- Task statement
Will you write out the data exactly, excluding every picture?

- Extracted entries
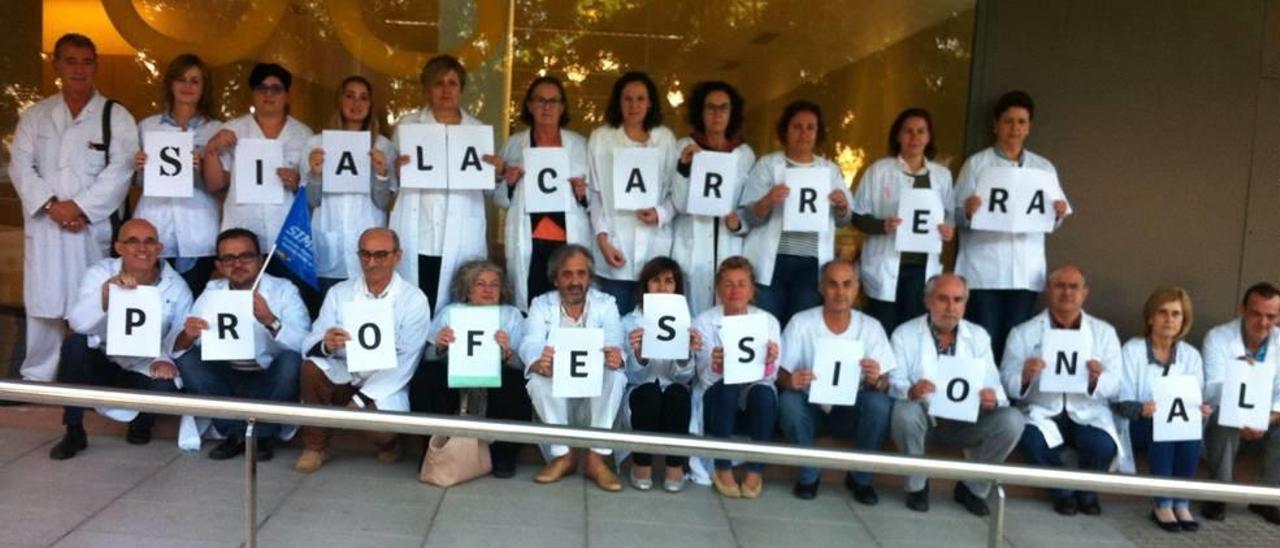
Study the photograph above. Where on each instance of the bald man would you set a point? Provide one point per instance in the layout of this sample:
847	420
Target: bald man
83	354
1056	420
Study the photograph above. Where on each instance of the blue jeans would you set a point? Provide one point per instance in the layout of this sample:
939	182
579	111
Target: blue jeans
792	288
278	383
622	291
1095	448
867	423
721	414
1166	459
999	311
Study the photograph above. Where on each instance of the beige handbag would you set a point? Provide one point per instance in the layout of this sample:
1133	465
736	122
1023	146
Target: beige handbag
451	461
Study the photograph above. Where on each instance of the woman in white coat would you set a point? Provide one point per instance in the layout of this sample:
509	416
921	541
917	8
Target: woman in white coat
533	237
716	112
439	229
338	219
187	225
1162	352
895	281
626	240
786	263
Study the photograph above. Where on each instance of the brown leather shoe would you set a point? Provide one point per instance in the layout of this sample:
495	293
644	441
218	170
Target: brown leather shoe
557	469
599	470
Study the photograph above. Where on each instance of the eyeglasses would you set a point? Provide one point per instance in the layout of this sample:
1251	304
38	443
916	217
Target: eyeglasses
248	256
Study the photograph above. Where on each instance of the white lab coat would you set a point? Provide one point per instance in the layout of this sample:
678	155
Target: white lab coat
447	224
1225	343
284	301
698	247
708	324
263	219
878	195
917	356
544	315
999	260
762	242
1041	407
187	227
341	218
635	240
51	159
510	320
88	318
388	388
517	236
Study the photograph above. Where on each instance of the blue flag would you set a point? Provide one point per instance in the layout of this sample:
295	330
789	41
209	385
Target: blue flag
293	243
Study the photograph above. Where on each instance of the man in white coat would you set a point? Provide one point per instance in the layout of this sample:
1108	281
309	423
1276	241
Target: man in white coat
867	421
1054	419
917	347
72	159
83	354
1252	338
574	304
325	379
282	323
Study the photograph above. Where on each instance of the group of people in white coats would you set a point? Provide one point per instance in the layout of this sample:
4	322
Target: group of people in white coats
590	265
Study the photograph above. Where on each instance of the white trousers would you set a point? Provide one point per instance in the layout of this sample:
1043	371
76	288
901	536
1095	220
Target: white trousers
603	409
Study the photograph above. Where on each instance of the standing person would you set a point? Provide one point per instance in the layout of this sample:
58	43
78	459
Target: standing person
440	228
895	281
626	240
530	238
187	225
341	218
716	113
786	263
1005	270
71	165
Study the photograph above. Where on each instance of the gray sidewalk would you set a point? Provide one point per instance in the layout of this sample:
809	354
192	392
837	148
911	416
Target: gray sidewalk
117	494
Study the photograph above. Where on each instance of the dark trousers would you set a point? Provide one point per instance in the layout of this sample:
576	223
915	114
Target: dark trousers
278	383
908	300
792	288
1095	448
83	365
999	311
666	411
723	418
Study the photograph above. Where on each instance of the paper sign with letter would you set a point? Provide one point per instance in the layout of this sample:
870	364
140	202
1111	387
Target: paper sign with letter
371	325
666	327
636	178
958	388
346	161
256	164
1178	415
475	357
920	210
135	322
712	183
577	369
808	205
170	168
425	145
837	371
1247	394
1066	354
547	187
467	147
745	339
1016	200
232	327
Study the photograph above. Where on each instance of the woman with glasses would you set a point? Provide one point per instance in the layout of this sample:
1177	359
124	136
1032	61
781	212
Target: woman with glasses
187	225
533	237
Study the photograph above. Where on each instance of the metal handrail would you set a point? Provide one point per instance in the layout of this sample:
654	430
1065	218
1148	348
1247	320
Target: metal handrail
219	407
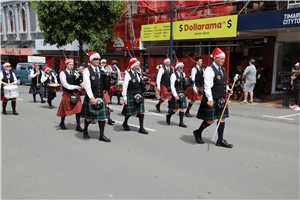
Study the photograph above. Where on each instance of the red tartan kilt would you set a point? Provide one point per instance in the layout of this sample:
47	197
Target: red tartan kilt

- Answer to the exercise
Study the photograph above. Where on each instance of the bald man would you set a point? Provide one point per instance in the layout of this sample:
847	420
Target: bald man
83	354
1056	420
Study the photograph above. Where on each instance of the blue jeans would you set a point? Provide one point per instance in the layout of this sample:
939	182
579	111
Target: blue jeans
792	288
278	383
622	291
1095	448
867	423
721	414
1166	459
999	311
Study the photograph above. Where on each instance of the beige handbag would you set a point? Provide one point per instance in the layout of this sample:
1133	465
736	122
1023	146
Target: beige handbag
451	461
Study the photograph above. Where on each instance of the woman in white coat would you set a point? Provide one point per instance in the layout of this sample:
509	416
921	541
917	8
Target: woman in white coat
533	237
716	112
439	229
338	219
187	225
1162	352
895	281
626	240
786	263
Study the photograph above. Where on each instance of the brown leather shoe would you set a point? Provide one point per instance in the layout of this sample:
495	293
644	441
218	170
Target: brown leather shoe
557	469
599	470
Study the photograph above. Where on each instance of the eyeglasses would you set a point? Provide one point per instance in the layout of this sample:
1251	304
38	443
916	217
Target: eyeglasses
248	256
Study the photograph above. Where on each instance of the white lab coat would you set a point? Provide one point per instance in the layout of this sample:
678	155
Target: white lab coat
447	224
1225	343
284	301
698	247
708	324
263	219
878	195
917	356
544	315
999	260
762	242
1041	407
187	227
341	218
635	240
51	159
510	320
88	318
388	388
517	236
Study the photograph above. Where on each instance of the blue flag would you set a point? Provide one point per instance in the layout of this sample:
295	330
789	41
209	385
Target: blue flag
293	243
Study the photograph above. Where on each instance of the man in white coat would you set a point? Provide one point per instance in the layout of this sample:
1108	281
309	423
1276	241
Target: man in white coat
867	421
1054	419
917	347
72	159
83	354
1252	338
574	304
325	379
282	323
Study the photograph above. Where on each instance of the group of people in white coats would you set a point? Provide one point per instance in the layout of this sample:
4	322
Target: group of people in white coats
590	265
Study the photograph above. Where on each instance of the white trousers would you set a point? Provide one point per instance in the layout of this sample:
1043	371
76	288
901	536
1095	220
Target: white trousers
603	409
Study the photograph above. Where on each instance of the standing person would you set a point? Provide one point per instance in the layout of this sample:
58	43
78	459
Target: standing person
440	228
895	281
626	240
530	238
187	225
341	218
716	113
786	263
1005	270
71	165
Study the photograph above. Where on each instance of the gray sidewalk would you set a point? Provide one point per instance in the layout of this sample:
809	354
192	392
837	148
911	416
Target: gray sidewalk
117	494
Study the photograph above. Where on each instance of the dark trousers would you set a point? Provide one point per instance in the layout of this sample:
576	223
915	114
Target: dark trousers
278	383
908	300
792	288
1095	448
83	365
999	311
666	411
723	418
Study the photograph above. Where on each instance of the paper sign with letter would you set a point? Provide one point per instance in the layout of this sample:
870	364
140	202
1111	387
Target: paper sign with letter
371	325
666	327
636	178
958	388
346	161
256	164
1178	415
475	357
920	210
135	322
712	183
577	369
808	205
170	168
425	145
837	371
1247	394
1066	354
547	187
467	147
745	339
1016	200
232	327
Study the photograph above. Where on each instance of the woman with glasses would you set a point? Provide one point per instance in the layout of this sample:
1177	359
124	136
1032	61
781	212
Target: woman with glasses
187	225
533	237
Study the photograph above. Where on each instance of the metal handrail would you set a point? Provide one point per instance in the layout of this sample:
654	430
1065	218
1148	348
1247	320
Target: metal handrail
219	407
Study the photograph above. Where on each instance of the red tartan kilt would you set a point? Provide one point per instance in the layout of this sample:
47	197
Target: red tartan kilt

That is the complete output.